*** Supplied data Section Begins ***
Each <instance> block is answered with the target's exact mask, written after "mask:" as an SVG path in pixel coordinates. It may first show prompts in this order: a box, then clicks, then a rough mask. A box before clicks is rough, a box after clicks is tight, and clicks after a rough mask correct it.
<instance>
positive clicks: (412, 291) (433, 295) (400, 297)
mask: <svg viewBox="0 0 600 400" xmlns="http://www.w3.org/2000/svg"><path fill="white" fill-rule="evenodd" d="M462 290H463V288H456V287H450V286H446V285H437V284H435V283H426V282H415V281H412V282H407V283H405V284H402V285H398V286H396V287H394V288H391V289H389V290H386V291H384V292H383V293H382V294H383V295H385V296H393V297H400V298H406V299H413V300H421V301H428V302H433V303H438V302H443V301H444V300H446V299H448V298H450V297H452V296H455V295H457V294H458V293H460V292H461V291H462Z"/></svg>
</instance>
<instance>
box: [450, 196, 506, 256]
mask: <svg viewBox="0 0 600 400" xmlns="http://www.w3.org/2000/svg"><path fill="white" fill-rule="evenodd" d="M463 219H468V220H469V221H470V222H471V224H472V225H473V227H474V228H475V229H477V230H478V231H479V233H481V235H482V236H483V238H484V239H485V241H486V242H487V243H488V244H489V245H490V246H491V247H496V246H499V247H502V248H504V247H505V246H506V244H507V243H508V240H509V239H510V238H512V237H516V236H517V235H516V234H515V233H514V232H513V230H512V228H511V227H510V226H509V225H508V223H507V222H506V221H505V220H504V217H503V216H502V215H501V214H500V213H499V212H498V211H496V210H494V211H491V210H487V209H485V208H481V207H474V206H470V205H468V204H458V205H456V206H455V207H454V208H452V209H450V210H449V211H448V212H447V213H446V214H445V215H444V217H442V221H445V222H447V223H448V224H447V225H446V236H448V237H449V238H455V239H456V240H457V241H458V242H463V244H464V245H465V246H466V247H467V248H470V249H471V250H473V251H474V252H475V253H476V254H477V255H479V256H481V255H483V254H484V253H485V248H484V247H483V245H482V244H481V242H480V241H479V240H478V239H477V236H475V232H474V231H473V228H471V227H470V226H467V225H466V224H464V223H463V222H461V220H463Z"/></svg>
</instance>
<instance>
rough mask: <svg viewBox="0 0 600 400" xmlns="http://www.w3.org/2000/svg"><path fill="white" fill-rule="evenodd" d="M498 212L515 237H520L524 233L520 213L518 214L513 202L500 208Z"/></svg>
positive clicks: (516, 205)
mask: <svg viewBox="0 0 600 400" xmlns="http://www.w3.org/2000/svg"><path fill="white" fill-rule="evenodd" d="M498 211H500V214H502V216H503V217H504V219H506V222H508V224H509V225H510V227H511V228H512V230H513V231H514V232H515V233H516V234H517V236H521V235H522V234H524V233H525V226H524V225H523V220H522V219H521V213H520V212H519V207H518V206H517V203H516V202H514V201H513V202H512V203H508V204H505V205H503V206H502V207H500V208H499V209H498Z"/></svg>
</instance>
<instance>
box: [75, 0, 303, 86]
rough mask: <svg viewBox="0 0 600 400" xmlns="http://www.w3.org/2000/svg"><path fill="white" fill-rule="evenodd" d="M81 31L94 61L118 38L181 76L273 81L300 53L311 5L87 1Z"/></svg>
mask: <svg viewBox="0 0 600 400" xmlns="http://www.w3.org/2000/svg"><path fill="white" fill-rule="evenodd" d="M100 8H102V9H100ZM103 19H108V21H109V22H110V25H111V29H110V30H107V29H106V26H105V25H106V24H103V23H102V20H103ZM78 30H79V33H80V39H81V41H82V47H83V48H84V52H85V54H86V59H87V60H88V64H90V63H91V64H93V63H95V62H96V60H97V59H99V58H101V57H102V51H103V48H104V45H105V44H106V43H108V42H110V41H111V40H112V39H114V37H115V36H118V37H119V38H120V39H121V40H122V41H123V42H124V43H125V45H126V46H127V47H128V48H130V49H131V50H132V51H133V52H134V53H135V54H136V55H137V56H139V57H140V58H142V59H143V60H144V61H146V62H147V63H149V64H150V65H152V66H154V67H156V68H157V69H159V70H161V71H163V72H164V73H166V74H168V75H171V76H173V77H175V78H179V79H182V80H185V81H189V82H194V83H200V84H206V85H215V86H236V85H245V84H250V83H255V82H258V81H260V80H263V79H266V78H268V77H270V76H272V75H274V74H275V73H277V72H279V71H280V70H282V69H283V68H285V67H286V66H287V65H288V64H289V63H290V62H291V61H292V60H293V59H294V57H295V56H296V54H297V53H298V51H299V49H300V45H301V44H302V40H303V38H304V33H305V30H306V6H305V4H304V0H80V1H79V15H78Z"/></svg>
*** Supplied data Section Ends ***
__Request__.
Copy out the records word for word, starting at their very beginning and going on through the line that contains "positive clicks: (412, 291)".

__Solution to the exercise__.
Each <instance> block is answered with the target's exact mask, written after "mask:" as an SVG path in pixel coordinates. It may first show prompts in this order: a box, then clicks, then a rough mask. A box before clicks is rough, a box after clicks is tight, and clicks after a rough mask correct it.
<instance>
positive clicks: (412, 291) (433, 295) (400, 297)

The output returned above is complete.